Items listed in a dataset
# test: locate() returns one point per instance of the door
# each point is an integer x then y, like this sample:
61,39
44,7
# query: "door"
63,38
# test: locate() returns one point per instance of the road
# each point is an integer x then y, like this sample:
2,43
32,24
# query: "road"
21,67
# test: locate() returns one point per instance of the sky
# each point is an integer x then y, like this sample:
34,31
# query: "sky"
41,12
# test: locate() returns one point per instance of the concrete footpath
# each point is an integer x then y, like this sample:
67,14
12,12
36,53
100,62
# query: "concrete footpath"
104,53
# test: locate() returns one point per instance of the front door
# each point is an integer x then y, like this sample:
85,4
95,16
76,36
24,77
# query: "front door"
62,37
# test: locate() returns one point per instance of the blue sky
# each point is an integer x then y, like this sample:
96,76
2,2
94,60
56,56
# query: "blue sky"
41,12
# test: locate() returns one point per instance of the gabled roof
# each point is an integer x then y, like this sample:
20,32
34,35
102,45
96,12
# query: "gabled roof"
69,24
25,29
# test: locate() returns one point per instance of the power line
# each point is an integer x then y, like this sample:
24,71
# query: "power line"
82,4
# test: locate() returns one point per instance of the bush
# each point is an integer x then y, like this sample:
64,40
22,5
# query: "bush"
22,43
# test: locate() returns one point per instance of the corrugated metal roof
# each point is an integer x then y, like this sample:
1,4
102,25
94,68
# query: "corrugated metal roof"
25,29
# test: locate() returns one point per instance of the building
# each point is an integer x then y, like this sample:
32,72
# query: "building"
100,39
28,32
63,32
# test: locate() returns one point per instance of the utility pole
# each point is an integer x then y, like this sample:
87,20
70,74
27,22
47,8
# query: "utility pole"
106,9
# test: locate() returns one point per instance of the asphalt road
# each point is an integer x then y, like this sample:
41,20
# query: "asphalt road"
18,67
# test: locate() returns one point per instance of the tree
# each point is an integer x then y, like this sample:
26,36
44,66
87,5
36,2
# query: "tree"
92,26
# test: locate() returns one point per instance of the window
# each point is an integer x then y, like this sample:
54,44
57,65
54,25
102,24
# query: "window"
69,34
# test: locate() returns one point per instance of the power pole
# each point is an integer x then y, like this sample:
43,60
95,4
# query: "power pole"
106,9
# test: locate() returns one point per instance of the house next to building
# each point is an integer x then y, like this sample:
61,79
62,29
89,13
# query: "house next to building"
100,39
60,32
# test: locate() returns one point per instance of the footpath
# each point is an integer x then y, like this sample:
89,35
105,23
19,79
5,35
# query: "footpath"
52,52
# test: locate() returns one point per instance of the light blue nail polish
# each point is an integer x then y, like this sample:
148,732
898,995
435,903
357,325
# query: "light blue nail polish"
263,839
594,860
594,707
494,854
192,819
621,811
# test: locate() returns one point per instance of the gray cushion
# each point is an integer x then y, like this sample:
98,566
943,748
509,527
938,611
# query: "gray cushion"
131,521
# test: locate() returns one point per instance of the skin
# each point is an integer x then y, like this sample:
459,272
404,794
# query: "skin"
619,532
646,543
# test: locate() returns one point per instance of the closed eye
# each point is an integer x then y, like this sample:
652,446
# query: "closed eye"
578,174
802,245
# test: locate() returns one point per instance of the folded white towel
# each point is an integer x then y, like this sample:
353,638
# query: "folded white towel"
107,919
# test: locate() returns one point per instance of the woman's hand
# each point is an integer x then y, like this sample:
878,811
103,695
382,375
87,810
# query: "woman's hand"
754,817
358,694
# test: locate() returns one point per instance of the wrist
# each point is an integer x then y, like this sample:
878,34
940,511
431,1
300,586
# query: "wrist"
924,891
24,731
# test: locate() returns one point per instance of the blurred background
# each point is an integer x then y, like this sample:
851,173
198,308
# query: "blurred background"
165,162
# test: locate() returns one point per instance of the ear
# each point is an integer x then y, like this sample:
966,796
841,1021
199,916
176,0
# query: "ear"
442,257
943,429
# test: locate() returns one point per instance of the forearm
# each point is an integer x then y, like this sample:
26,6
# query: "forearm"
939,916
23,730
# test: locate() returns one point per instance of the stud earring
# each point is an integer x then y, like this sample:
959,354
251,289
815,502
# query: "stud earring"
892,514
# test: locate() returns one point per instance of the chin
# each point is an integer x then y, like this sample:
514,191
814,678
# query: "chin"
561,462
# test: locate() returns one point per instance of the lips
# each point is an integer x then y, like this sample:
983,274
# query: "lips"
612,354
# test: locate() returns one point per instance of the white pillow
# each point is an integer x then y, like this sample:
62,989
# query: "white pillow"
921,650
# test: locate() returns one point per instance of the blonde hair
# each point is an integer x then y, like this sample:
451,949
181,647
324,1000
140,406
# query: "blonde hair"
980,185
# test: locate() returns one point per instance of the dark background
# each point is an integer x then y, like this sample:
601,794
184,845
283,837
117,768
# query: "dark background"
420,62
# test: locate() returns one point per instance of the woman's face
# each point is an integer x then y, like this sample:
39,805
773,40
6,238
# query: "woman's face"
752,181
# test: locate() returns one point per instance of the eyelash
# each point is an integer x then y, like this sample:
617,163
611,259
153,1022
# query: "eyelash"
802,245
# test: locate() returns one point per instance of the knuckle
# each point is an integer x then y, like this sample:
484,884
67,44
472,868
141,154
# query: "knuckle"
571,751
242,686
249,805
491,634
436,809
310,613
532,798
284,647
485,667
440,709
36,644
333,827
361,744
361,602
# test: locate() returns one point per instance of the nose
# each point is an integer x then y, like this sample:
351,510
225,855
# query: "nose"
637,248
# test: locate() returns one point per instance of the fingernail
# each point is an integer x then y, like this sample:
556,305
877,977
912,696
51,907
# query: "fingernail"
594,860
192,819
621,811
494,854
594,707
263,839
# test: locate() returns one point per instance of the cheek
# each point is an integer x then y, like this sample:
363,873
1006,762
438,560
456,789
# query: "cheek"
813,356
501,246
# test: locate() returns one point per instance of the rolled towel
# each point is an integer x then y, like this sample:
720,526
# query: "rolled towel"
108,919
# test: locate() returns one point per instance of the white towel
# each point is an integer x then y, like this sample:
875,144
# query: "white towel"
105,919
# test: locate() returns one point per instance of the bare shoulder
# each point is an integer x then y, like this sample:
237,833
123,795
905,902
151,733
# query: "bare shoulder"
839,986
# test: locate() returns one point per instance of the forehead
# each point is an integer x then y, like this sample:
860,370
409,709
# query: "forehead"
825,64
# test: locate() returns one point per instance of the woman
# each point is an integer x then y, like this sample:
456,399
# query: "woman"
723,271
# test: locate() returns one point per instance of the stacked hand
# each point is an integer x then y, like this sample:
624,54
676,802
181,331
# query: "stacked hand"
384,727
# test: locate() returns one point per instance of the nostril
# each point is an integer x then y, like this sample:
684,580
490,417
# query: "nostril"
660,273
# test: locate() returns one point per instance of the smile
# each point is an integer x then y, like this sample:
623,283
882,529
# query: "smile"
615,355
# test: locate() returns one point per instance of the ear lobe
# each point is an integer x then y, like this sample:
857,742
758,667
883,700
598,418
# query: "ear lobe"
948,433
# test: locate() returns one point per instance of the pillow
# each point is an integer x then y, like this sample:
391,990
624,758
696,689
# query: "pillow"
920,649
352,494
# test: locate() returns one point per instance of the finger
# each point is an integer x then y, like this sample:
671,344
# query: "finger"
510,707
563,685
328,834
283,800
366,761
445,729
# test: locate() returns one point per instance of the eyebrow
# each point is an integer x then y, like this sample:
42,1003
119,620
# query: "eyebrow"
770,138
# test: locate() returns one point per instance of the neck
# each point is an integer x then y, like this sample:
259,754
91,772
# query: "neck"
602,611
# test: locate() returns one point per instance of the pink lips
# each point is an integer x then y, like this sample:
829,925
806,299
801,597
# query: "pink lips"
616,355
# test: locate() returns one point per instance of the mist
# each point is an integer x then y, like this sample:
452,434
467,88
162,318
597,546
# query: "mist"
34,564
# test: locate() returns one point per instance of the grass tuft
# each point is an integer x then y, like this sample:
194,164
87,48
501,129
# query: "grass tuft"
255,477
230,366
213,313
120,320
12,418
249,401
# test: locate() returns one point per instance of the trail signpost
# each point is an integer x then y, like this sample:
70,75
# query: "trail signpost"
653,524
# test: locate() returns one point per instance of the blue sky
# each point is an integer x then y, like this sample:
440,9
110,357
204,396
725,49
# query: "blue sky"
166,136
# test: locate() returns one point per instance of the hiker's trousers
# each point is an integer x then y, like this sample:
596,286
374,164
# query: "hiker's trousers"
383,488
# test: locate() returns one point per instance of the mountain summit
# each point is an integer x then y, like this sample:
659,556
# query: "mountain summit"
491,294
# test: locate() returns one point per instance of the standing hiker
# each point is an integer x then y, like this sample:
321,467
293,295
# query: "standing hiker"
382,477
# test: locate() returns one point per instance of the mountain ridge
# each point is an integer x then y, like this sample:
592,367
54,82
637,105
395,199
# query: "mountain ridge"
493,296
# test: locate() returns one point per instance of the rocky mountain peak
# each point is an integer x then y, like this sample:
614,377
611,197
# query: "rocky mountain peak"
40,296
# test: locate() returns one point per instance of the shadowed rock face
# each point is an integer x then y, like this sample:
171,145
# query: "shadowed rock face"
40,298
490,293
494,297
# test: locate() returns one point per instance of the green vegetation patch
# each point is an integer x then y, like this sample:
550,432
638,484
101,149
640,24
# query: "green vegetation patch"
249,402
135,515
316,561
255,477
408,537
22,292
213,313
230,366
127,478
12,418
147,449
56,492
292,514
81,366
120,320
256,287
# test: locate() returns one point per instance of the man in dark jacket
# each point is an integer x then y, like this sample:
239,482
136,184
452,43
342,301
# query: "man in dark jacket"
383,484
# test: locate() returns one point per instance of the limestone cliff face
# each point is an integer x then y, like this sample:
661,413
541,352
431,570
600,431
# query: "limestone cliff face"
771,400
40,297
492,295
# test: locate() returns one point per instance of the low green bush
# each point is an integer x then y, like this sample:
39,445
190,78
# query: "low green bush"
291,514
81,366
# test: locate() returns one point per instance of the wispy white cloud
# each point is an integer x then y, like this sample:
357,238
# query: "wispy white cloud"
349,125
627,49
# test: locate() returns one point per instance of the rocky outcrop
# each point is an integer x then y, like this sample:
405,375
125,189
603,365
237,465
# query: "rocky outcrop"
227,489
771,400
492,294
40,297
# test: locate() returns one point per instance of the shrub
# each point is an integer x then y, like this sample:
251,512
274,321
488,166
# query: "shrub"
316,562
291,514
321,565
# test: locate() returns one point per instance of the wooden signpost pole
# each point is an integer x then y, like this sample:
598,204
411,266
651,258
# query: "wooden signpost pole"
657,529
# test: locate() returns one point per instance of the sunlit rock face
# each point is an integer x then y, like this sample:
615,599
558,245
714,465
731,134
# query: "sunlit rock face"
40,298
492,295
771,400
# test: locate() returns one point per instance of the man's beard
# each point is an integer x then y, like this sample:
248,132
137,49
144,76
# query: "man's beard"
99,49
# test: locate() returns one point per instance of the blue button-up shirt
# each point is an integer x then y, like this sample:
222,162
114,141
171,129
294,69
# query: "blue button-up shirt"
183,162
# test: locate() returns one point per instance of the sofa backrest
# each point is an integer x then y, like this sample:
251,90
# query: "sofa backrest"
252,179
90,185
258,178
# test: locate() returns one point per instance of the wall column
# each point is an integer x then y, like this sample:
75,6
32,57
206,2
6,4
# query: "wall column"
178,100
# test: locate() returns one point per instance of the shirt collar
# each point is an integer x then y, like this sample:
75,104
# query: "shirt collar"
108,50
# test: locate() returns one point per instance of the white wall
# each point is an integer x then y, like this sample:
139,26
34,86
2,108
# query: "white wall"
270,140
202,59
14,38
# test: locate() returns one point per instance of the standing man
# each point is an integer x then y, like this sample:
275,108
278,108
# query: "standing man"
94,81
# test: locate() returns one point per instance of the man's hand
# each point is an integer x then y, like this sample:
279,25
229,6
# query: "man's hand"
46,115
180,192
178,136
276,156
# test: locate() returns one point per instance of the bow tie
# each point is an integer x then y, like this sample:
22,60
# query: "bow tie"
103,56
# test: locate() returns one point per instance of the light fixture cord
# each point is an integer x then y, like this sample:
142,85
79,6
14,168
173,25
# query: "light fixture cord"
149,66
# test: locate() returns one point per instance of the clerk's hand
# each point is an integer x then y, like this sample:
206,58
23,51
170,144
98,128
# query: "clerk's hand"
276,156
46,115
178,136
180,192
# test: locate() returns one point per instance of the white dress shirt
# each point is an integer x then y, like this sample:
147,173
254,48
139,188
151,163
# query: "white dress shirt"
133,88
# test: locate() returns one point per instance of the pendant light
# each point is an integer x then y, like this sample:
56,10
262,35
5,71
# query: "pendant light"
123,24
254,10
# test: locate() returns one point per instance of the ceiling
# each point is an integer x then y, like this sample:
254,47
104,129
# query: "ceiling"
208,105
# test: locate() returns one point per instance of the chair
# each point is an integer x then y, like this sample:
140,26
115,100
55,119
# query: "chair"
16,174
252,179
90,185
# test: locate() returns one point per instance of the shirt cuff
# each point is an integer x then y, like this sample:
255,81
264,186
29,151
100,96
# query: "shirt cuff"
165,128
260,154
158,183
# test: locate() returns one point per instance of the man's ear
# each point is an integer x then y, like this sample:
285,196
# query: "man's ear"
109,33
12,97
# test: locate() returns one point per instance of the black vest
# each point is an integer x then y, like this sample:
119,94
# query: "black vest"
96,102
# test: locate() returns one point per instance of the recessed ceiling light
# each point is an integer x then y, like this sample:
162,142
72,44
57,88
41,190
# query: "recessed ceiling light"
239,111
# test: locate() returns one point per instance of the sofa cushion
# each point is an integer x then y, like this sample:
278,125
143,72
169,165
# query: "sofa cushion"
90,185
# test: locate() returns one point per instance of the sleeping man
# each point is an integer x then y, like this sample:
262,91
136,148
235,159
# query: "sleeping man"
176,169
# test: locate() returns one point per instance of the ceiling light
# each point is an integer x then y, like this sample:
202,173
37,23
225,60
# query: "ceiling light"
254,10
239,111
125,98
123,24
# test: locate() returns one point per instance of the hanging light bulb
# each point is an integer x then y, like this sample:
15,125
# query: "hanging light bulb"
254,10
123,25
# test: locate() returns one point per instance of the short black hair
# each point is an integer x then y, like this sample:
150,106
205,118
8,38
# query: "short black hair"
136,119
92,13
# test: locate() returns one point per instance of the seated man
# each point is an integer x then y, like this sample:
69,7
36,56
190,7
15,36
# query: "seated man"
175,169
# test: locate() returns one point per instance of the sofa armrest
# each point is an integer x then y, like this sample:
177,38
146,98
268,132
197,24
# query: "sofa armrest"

#### [WHAT YOU WILL DO]
Each line from the top of the entries above through the line containing "# test: locate() returns one point per instance of the sky" must be transcribed exactly, and no other line may appear.

#### [RESPONSE TO THE TASK]
# test: locate() returns one point per instance of the door
# each point is an integer x then y, like this sample:
61,39
44,7
# query: "door"
63,38
# test: locate() returns one point per instance of the road
# each point is an integer x then y, like this sample:
2,43
32,24
# query: "road"
21,67
# test: locate() returns one point per instance of the sky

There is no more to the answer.